▶ _Perintah Latihan_:
a) Terjemahkan ke dalam bahasa Inggris kalimat berikut dari kutipan tentang sepak bola Iran di bawah: "Pemain sayap Alireza Jahanbakhsh membuat 61 penampilan untuk Brighton, tetapi lebih sukses di Belanda, di mana dia sekarang berada di Feyenoord."
b) Tuliskan kembali bagian kutipan tentang sepak bola Iran di bawah, mulai "1. Sukses di" sampai "Zenit St. Petersburg.", termasuk kedua bagian itu.

▶ _Kutipan Sumber_:
- - -

1. Sukses di luar negeri tidak sebanding di dalam negeri
Iran, negara penggila sepak bola berpenduduk 85 juta, telah lolos ke lima Piala Dunia, yang paling terkenal mengalahkan Amerika Serikat 2-1 di Prancis 1998, meskipun mereka tidak pernah berhasil melewati babak penyisihan grup. Di klub sepak bola, Iran menghasilkan pemain yang semakin diminati di liga-liga Eropa.
Gelandang Saman Ghoddos telah membuat 12 penampilan Liga Premier untuk Brentford musim ini, mencetak satu gol melawan Burnley. Pemain sayap Alireza Jahanbakhsh membuat 61 penampilan untuk Brighton, tetapi lebih sukses di Belanda, di mana dia sekarang berada di Feyenoord. Sementara itu, striker Sardar Azmoun akan bergabung dengan klub Bundesliga Bayer Leverkusen di musim panas setelah empat tahun sukses di Rusia bersama Zenit St. Petersburg.

- - -

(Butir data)
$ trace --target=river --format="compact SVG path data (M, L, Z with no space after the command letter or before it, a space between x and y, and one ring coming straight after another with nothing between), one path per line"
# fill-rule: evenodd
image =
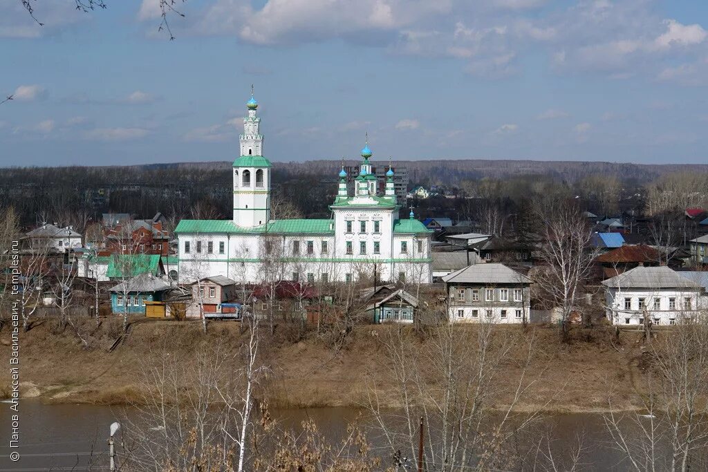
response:
M120 407L90 405L45 405L37 401L23 401L21 407L21 447L11 449L10 405L0 403L0 472L10 471L108 470L109 425L122 416ZM337 441L344 434L347 424L358 415L352 408L313 408L280 410L273 416L285 427L297 427L306 418L312 418L328 438ZM535 427L552 430L558 438L554 444L556 451L567 451L578 435L583 437L587 451L585 464L580 470L624 470L622 458L610 447L603 418L600 415L561 415L543 419ZM376 434L371 440L376 442ZM382 445L382 444L379 444ZM10 460L11 451L21 455L18 462ZM386 453L388 454L387 452Z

- - -

▶ _Penyelesaian Soal_:
a) Winger Alireza Jahanbakhsh made 61 appearances for Brighton, but was more successful in the Netherlands, where he is now at Feyenoord.

b)
1. Sukses di luar negeri tidak sebanding di dalam negeri
Iran, negara penggila sepak bola berpenduduk 85 juta, telah lolos ke lima Piala Dunia, yang paling terkenal mengalahkan Amerika Serikat 2-1 di Prancis 1998, meskipun mereka tidak pernah berhasil melewati babak penyisihan grup. Di klub sepak bola, Iran menghasilkan pemain yang semakin diminati di liga-liga Eropa.
Gelandang Saman Ghoddos telah membuat 12 penampilan Liga Premier untuk Brentford musim ini, mencetak satu gol melawan Burnley. Pemain sayap Alireza Jahanbakhsh membuat 61 penampilan untuk Brighton, tetapi lebih sukses di Belanda, di mana dia sekarang berada di Feyenoord. Sementara itu, striker Sardar Azmoun akan bergabung dengan klub Bundesliga Bayer Leverkusen di musim panas setelah empat tahun sukses di Rusia bersama Zenit St. Petersburg.